Для меня этот проект тоже был делом принципа - я в духоподъемном настроении перед 19 декабря перечитал всего Некляева, это меня вдохновило, а потом было такое настроение, что было страшно просто сидеть и переживать, надо было что-то делать, а что я могу сделать? Вот я и занял полтора месяца жизни этим проектом.

- В 1960-е гг. в США джаз был протестной культурой, но в постсоветском обществе стал ассоциироваться с тихой, спокойной музыкой, которая звучит в ресторанах и клубах. Вы хотите как-то повлиять на этот стереотип? Ведь другие белорусские джазовые музыканты как-то не особо протестуют…

- У нас джазовых музыкантов осталось в сотни раз меньше, чем людей, имеющих джазовое образование и умеющих сносно играть джазовые стандарты. Джаз - это движение вперед, эксперимент. А для них это просто элемент стиля, красивая музыка, которой можно зарабатывать деньги. Более того, мы свой состав тоже когда-то подобным образом позиционировали. А теперь нас ругают, потому что у нас каждый проект - другой, мы постоянно экспериментируем.

Конечно, иногда выходит не очень здорово, но если остановиться на месте - это уже будет не джаз. Поэтому люди, которые хорошо играют джазовые стандарты, пусть даже на порядок выше, чем наш состав, - это, я считаю, не джаз. Просто у людей неплохая профессия и неплохая кормушка. А ведь сами принципы стиля противоположны этому - вы же знаете историю джаза, когда он взорвался би-бопом в знак борьбы черных молодых людей за свои права. Искусство не может быть не связанным с социальной реальностью - это невозможно.

▸ Исходные данные
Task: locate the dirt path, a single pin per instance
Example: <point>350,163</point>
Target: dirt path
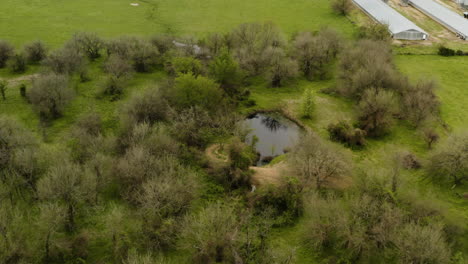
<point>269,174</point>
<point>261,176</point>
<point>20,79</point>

--

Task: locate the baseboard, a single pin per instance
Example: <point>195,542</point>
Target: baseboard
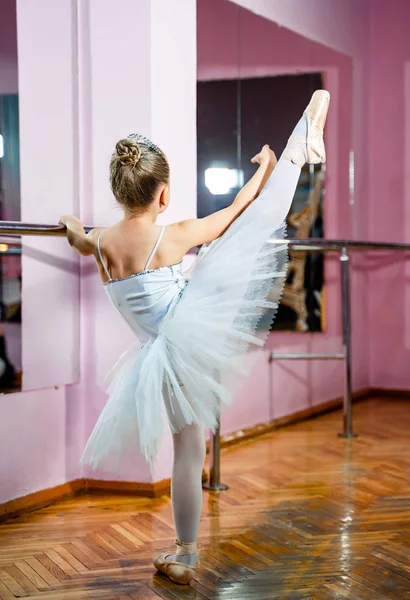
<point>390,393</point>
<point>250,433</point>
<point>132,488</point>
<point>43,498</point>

▸ Задания
• A. Сколько времени, согласно тексту о джазе, отвечающий занял своим проектом?
• B. Продолжите текст о джазе после его последнего предложения.

▸ Ответы к заданиям
• A. Полтора месяца.

• B.
Джаз - это еще и принципиальность: без принципов ты не сможешь экспериментировать. Сейчас все вообще говорят о джазе красивыми метафорами - это стиль, это жизнь. Но нынешний джаз - это мировоззрение, которое совпадает с современной импровизационной музыкой, лишенной стереотипов и музыкальных шаблонов. Беларуси до этого еще далеко, учитывая, что мы лет на 15 отстаем от остального мира.

- Вы можете стать первым в истории новейшей Беларуси запрещенным джазовым музыкантом. Вас уже начинают гнать из клубов?

- Некоторые наши осторожные постоянные клиенты решили отказаться от наших услуг. Но перед тем как писать свою первую статью, я был внутренне готов к любому повороту событий: что меня могут потащить в СИЗО, надавать по почкам или даже посадить. Поэтому я ничему не удивляюсь. Опять же, зачем подставлять людей - я понимаю, что такое большая компания, им есть что терять. Мне не обидно за себя, мне в принципе обидно, что в этой стране какие-то концерты не могут происходить.

- В подготовке благотворительного концерта для пострадавших от теракта 11 апреля были какие-то проблемы?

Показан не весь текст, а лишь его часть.